## Study text

When Mark Sanchez finally is released by the New York Jets after this season, with the $8 million that forestalled their divorce in his pocket and his labrum repaired by surgery, the quarterback's tenure in Gotham will be summed up with a series of shocking highs and astounding lows, of dating starlets and being booed by Knicks fans, bookended by two consecutive AFC Championship Game appearances and a butt-fumble.
The Snoopy Trophy, after all, is why the Jets coach put Sanchez into an Aug. 24 preseason game against the New York Giants, after Geno Smith essentially had played his way out of the starting job with a miserable performance that looked a lot like the one he put together this past Sunday against the Tennessee Titans. MetLife annually awards the hardware to the winner of the preseason bout between the two tenants of the stadium bearing the insurance company's name. And Ryan inexplicably inserted Sanchez into the second half of that preseason game, behind second- and third-string offensive linemen who would not even make the Jets' roster, against defensive players desperate to make an impact.
The Jets never have admitted it was a mistake to put Sanchez into that situation -- they were trying to win the game, Ryan laughably insisted -- but Ryan's shell-shocked visage that night, with Snoopy bearing witness, told the real tale. That was the night Ryan turned sideways during his news conference, but he knew by then that his season had just been turned upside down. His rookie quarterback wasn't ready, his veteran had suffered a significant injury and he was stuck with a mess of the Jets' own creation with his job on the line.
Would this team have gone to the Super Bowl with Sanchez under center? No. But make no mistake: Sanchez almost certainly was going to be the starter after Smith melted down in that preseason game, and you don't need an MRI to read the results of the Jets' confounding decision-making now that the season is a month old. The Jets barely have escaped with victories against similarly limitedand undisciplined teams. When they took a step up in class, facing off against the New England Patriots and Tennessee Titans, they lost -- the latter in humiliating fashion Sunday in Nashville.
Maybe Sanchez wouldn't have done any better. In the preseason, after all, he still was a quarterback who made the same mind-numbing mistakes at times. But let's think about the bigger picture here. A clearly perturbed Ryan gave Smith a limited vote of confidence Monday when asked if he was considering benching the rookie -- "It's not a thought at this point right now," he said -- and sticking with Smith is the right decision. But wouldn't it be nice to at least have a viable option besides inexperienced Matt Simms and too-new-to-know-the-playbook Brady Quinn if Smith doesn't improve and his confidence is in peril? Now that Sanchez is going ahead with the surgery to repair his shoulder, the options officially are erased -- there will be no return from injured reserve, after all -- and so, too, is the marriage between first-round draft pick and the team he was supposed to rescue.
Sanchez has let the Jets off the hook by taking the high road since suffering the injury -- actually, he's done that throughout the past few seasons. He didn't blast the team last season when it acquired Tim Tebow and his circus, and remained mum about his feelings this season. Josh Freeman could learn something about behaving like a professional from Sanchez; it is ironic that Freeman and Sanchez -- two of the three quarterbacks taken in the first round of the 2009 NFL Draft (Matthew Stafford was the first) -- will both enter free agency as highly damaged goods next year.
For almost a year, it has seemed obvious that Sanchez probably would benefit from a fresh start somewhere else, just as the Jets would have been better off had they been able to make a clean break last offseason. The dumbfounding contract extension that former general manager Mike Tannenbaum gave Sanchez as a kiss-and-make-up present after the team's unrequited flirtation with Peyton Manning tied the two together, like cement shoes to a franchise that wanted to swim away from its tortured past.
Instead, Sanchez and the Jets are sinking at the same time. It seems fitting that a cartoon was the impetus for it all.

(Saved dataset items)
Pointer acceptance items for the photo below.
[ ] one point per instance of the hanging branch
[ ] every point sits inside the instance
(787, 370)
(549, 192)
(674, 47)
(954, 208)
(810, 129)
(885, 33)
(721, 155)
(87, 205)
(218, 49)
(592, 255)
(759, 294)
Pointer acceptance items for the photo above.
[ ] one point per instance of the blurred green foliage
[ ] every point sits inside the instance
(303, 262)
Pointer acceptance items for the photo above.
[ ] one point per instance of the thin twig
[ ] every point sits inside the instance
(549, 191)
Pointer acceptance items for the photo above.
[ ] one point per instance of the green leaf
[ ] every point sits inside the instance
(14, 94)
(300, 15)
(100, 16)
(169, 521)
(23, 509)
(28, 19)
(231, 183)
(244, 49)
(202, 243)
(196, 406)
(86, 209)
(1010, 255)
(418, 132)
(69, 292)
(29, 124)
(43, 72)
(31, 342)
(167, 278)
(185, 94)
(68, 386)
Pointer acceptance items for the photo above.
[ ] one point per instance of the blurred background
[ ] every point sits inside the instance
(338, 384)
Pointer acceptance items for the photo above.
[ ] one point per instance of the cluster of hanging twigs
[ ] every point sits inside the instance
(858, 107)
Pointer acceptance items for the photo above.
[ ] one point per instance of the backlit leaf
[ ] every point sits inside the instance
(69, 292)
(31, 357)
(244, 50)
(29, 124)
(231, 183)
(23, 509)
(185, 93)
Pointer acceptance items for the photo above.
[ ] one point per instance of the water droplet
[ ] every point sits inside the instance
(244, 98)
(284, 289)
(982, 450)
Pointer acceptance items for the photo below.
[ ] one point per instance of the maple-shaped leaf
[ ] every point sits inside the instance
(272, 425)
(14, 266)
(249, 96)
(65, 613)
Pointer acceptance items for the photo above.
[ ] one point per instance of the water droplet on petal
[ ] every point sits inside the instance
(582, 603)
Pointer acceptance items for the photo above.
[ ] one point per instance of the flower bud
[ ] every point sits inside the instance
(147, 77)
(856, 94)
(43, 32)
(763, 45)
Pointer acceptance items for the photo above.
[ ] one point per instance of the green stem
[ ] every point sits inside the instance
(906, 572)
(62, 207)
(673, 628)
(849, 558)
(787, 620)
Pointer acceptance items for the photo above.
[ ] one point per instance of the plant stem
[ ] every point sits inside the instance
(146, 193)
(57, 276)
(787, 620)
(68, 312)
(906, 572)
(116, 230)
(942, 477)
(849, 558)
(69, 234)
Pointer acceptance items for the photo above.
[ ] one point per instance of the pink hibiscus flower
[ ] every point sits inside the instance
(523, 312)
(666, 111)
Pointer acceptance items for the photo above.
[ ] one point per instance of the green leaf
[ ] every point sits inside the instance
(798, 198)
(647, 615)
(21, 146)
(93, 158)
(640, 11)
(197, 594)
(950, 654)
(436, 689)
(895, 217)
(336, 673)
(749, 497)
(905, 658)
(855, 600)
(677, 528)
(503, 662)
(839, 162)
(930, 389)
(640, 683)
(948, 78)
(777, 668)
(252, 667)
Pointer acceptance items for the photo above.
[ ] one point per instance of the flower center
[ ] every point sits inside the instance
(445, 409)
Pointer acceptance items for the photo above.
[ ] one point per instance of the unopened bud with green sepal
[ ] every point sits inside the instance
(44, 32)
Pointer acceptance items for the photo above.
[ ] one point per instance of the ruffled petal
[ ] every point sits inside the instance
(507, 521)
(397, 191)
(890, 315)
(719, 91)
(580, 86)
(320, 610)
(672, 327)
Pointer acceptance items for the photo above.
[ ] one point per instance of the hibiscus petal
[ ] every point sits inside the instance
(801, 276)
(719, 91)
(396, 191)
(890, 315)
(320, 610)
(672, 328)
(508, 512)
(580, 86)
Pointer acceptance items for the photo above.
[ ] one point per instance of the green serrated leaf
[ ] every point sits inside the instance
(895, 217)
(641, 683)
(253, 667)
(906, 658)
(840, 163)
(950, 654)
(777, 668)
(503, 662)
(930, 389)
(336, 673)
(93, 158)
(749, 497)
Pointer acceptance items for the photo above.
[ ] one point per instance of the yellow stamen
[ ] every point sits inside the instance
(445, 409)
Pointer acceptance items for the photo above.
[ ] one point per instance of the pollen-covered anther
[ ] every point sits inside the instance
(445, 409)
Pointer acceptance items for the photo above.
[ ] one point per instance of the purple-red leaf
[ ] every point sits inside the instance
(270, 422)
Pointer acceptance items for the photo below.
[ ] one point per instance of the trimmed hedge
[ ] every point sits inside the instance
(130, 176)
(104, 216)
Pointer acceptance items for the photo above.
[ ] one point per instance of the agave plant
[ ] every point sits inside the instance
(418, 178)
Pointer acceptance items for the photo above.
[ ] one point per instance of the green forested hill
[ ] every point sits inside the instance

## What you should do
Reproduce the passage of the column on Mark Sanchez and the Jets starting at "Sanchez has let" and ending at "goods next year.".

## Output of the exercise
Sanchez has let the Jets off the hook by taking the high road since suffering the injury -- actually, he's done that throughout the past few seasons. He didn't blast the team last season when it acquired Tim Tebow and his circus, and remained mum about his feelings this season. Josh Freeman could learn something about behaving like a professional from Sanchez; it is ironic that Freeman and Sanchez -- two of the three quarterbacks taken in the first round of the 2009 NFL Draft (Matthew Stafford was the first) -- will both enter free agency as highly damaged goods next year.